# FRAGMENTO PROPORCIONADO

════════════════

En los cines de Madrid se estrena una película de Almodóvar. En el cine pueden asomar los sentimientos porque está la sala oscura, por eso oigo lágrimas como las mías cuando desde la pantalla suena un canto tristísimo:
Dicen que por las noches nomás se le iba en puro llorar. Al cine no van los inmigrantes, es muy caro para ellos.
Dicen que no comía, nomás se le iba en puro tomar. El albañil ecuatoriano trabaja duro para tener el dinero con el que traerá a España a su esposa y a sus niños que podrán estudiar y tener un futuro mejor que el de sus pobres padres que hoy emigran, se alejan, no pueden ir al cine, trabajan más que otros, temen enfermarse, quedar en paro, no comer…
juran que el mismo cielo se estremecía al oír su llanto. Los españoles hermanos lloran en el cine porque algo los llama y, aunque no sepan ni de dónde ni cómo sale la música, música mexicana es y en ella se reconocen: misma pasión, mismo, dolor, misma sangre.

════════════════

# INFORMACIÓN MOSTRADA

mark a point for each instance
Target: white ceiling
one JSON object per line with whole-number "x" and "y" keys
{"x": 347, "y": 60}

════════════════

# INSTRUCCIONES DE LA TAREA
**A)** Según el fragmento, ¿por qué no van al cine los inmigrantes?
**B)** Reproduzca del fragmento todo lo que va desde "En los cines" hasta "caro para ellos.".

# RESPUESTAS DEL EJERCICIO
**A)** Porque es muy caro para ellos.

**B)**
En los cines de Madrid se estrena una película de Almodóvar. En el cine pueden asomar los sentimientos porque está la sala oscura, por eso oigo lágrimas como las mías cuando desde la pantalla suena un canto tristísimo:
Dicen que por las noches nomás se le iba en puro llorar. Al cine no van los inmigrantes, es muy caro para ellos.